Exercise instructions ::
Print the data once more, exactly as supplied.
"""
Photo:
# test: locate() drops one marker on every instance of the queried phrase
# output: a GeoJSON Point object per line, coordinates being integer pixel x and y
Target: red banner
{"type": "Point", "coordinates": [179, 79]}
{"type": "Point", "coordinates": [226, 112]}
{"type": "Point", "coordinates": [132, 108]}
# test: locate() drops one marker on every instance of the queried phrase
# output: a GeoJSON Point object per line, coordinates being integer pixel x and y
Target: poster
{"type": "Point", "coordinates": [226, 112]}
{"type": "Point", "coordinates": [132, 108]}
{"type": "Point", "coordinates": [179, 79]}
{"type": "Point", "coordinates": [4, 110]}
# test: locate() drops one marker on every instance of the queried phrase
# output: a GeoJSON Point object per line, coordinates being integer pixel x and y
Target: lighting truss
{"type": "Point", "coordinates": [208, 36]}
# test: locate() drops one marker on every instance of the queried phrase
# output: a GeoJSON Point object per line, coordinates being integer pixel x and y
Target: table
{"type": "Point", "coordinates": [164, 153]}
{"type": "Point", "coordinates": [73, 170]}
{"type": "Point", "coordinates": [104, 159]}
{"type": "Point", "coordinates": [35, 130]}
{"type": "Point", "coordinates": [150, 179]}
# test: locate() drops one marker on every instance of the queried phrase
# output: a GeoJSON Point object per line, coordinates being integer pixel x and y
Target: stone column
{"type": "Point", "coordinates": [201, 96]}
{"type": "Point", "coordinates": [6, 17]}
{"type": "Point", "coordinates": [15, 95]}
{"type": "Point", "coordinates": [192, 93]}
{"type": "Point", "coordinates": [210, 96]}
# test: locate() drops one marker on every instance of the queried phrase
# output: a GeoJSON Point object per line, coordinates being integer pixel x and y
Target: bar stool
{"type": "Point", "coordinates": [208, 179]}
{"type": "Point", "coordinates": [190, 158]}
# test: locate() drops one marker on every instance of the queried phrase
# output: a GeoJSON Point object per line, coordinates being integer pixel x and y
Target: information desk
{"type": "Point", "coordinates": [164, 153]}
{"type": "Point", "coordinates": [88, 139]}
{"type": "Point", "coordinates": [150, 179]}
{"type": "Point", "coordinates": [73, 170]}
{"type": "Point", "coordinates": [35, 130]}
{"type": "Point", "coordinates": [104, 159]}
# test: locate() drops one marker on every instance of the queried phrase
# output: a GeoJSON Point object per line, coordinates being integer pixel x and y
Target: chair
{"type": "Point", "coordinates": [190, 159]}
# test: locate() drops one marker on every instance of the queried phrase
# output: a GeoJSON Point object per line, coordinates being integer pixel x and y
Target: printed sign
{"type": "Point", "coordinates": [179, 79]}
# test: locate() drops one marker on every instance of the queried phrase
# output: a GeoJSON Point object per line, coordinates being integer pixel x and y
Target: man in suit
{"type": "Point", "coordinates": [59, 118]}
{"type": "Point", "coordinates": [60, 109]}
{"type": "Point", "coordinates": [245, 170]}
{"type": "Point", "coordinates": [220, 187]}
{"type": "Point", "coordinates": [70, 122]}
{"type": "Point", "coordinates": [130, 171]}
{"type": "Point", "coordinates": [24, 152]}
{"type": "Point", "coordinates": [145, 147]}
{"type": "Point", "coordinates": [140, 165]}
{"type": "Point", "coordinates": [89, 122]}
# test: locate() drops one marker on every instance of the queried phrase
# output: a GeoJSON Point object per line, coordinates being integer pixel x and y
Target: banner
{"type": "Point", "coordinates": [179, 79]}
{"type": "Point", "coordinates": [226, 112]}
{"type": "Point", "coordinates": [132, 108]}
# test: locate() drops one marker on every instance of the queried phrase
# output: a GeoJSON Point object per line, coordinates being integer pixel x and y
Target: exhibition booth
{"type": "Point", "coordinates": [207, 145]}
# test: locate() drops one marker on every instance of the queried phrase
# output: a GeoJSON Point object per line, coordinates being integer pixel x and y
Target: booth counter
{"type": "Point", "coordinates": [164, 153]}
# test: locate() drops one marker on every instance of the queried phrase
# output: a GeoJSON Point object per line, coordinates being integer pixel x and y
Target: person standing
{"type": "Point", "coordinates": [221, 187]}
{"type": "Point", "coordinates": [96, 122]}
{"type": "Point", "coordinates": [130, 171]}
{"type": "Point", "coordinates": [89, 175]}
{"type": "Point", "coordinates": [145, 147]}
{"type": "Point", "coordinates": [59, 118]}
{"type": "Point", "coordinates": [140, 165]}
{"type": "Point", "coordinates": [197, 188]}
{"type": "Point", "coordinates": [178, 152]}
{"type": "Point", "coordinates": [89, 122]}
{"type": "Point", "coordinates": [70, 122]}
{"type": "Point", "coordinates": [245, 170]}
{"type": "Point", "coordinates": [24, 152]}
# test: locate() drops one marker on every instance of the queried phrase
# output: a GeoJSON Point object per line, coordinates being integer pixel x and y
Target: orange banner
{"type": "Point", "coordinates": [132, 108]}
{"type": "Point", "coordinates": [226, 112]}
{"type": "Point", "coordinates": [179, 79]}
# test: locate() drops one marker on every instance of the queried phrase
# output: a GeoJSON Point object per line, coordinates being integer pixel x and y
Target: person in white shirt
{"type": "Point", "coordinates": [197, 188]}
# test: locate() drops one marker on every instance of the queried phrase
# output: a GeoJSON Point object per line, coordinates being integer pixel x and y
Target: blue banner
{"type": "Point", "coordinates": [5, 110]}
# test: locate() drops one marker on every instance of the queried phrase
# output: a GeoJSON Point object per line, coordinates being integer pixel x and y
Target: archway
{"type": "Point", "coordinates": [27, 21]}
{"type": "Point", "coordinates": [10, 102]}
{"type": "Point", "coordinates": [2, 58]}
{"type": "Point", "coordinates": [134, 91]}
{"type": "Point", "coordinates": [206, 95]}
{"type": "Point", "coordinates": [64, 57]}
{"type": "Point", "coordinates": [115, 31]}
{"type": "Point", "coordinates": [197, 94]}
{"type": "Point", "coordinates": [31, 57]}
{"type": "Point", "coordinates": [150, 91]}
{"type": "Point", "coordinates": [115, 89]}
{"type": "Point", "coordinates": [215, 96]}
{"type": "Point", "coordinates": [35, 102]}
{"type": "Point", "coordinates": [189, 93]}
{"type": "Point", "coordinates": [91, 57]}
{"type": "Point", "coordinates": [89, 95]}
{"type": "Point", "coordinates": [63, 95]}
"""
Answer to this task ::
Photo:
# test: locate() drops one marker on every instance of the queried phrase
# output: a GeoJSON Point object per line, coordinates being integer pixel x and y
Target: red banner
{"type": "Point", "coordinates": [179, 79]}
{"type": "Point", "coordinates": [226, 112]}
{"type": "Point", "coordinates": [132, 108]}
# test: locate() drops one marker on every instance of the queried phrase
# output: a GeoJSON Point object per line, coordinates being integer pixel x and y
Target: poster
{"type": "Point", "coordinates": [226, 112]}
{"type": "Point", "coordinates": [132, 108]}
{"type": "Point", "coordinates": [179, 79]}
{"type": "Point", "coordinates": [4, 110]}
# test: locate() drops one marker on every instance of the queried phrase
# output: a GeoJSON Point object per line, coordinates being integer pixel x and y
Target: lighting truss
{"type": "Point", "coordinates": [208, 36]}
# test: locate() drops one marker on every instance of the queried phrase
# output: a GeoJSON Point object per line, coordinates being integer pixel x and y
Target: table
{"type": "Point", "coordinates": [164, 153]}
{"type": "Point", "coordinates": [73, 170]}
{"type": "Point", "coordinates": [104, 159]}
{"type": "Point", "coordinates": [35, 130]}
{"type": "Point", "coordinates": [150, 179]}
# test: locate() drops one marker on every instance of the queried phrase
# output: a GeoJSON Point object per line, coordinates being integer pixel x and y
Target: stone column
{"type": "Point", "coordinates": [201, 96]}
{"type": "Point", "coordinates": [6, 17]}
{"type": "Point", "coordinates": [15, 95]}
{"type": "Point", "coordinates": [192, 93]}
{"type": "Point", "coordinates": [210, 96]}
# test: locate() drops one marker on every instance of the queried phrase
# output: a GeoJSON Point object per line, coordinates being integer pixel x and y
Target: bar stool
{"type": "Point", "coordinates": [208, 179]}
{"type": "Point", "coordinates": [190, 158]}
# test: locate() drops one marker on every instance of the queried phrase
# output: a GeoJSON Point object per line, coordinates being integer pixel x and y
Target: information desk
{"type": "Point", "coordinates": [164, 153]}
{"type": "Point", "coordinates": [88, 139]}
{"type": "Point", "coordinates": [150, 179]}
{"type": "Point", "coordinates": [73, 170]}
{"type": "Point", "coordinates": [35, 130]}
{"type": "Point", "coordinates": [104, 159]}
# test: locate() drops one marker on every instance of the queried phrase
# output: a GeoJSON Point object per line, coordinates being integer pixel x and y
Target: chair
{"type": "Point", "coordinates": [190, 159]}
# test: locate() drops one marker on every instance of the queried phrase
# output: a GeoJSON Point object per line, coordinates being integer pixel x and y
Target: printed sign
{"type": "Point", "coordinates": [179, 79]}
# test: locate() drops one marker on every instance of the queried phrase
# output: a GeoJSON Point object per line, coordinates being integer pixel x and y
Target: man in suit
{"type": "Point", "coordinates": [59, 118]}
{"type": "Point", "coordinates": [60, 109]}
{"type": "Point", "coordinates": [245, 170]}
{"type": "Point", "coordinates": [220, 187]}
{"type": "Point", "coordinates": [70, 122]}
{"type": "Point", "coordinates": [130, 171]}
{"type": "Point", "coordinates": [24, 152]}
{"type": "Point", "coordinates": [145, 147]}
{"type": "Point", "coordinates": [140, 165]}
{"type": "Point", "coordinates": [89, 122]}
# test: locate() drops one marker on every instance of the queried phrase
# output: a GeoJSON Point object per line, coordinates being integer pixel x and y
Target: banner
{"type": "Point", "coordinates": [179, 79]}
{"type": "Point", "coordinates": [226, 112]}
{"type": "Point", "coordinates": [132, 108]}
# test: locate() drops one marker on every instance of the queried phrase
# output: a GeoJSON Point object per line, coordinates being integer pixel x and y
Target: exhibition booth
{"type": "Point", "coordinates": [207, 145]}
# test: locate() drops one marker on every instance of the queried phrase
# output: a GeoJSON Point object per line, coordinates being integer pixel x and y
Target: booth counter
{"type": "Point", "coordinates": [164, 153]}
# test: locate() drops one marker on every instance of the queried phrase
# output: a GeoJSON Point object per line, coordinates being integer pixel x and y
Target: person standing
{"type": "Point", "coordinates": [221, 187]}
{"type": "Point", "coordinates": [96, 122]}
{"type": "Point", "coordinates": [130, 171]}
{"type": "Point", "coordinates": [89, 175]}
{"type": "Point", "coordinates": [145, 147]}
{"type": "Point", "coordinates": [59, 118]}
{"type": "Point", "coordinates": [140, 165]}
{"type": "Point", "coordinates": [197, 188]}
{"type": "Point", "coordinates": [178, 152]}
{"type": "Point", "coordinates": [89, 122]}
{"type": "Point", "coordinates": [70, 122]}
{"type": "Point", "coordinates": [245, 170]}
{"type": "Point", "coordinates": [24, 152]}
# test: locate() drops one marker on every instance of the queried phrase
# output: a GeoJSON Point object per line, coordinates being integer pixel x and y
Target: orange banner
{"type": "Point", "coordinates": [132, 108]}
{"type": "Point", "coordinates": [226, 112]}
{"type": "Point", "coordinates": [179, 79]}
# test: locate() drops one marker on every instance of the queried phrase
# output: a GeoJSON Point object per line, coordinates being integer pixel x and y
Target: person in white shirt
{"type": "Point", "coordinates": [197, 188]}
# test: locate() drops one marker on every instance of the queried phrase
# output: a GeoJSON Point object per line, coordinates being integer pixel x and y
Target: blue banner
{"type": "Point", "coordinates": [5, 110]}
# test: locate() drops one marker on every instance of the queried phrase
# output: a GeoJSON Point object per line, coordinates being integer pixel x and y
Target: archway
{"type": "Point", "coordinates": [27, 21]}
{"type": "Point", "coordinates": [10, 102]}
{"type": "Point", "coordinates": [2, 58]}
{"type": "Point", "coordinates": [134, 91]}
{"type": "Point", "coordinates": [206, 95]}
{"type": "Point", "coordinates": [64, 57]}
{"type": "Point", "coordinates": [115, 31]}
{"type": "Point", "coordinates": [197, 94]}
{"type": "Point", "coordinates": [31, 57]}
{"type": "Point", "coordinates": [150, 91]}
{"type": "Point", "coordinates": [115, 89]}
{"type": "Point", "coordinates": [215, 96]}
{"type": "Point", "coordinates": [35, 102]}
{"type": "Point", "coordinates": [189, 93]}
{"type": "Point", "coordinates": [91, 57]}
{"type": "Point", "coordinates": [89, 95]}
{"type": "Point", "coordinates": [63, 95]}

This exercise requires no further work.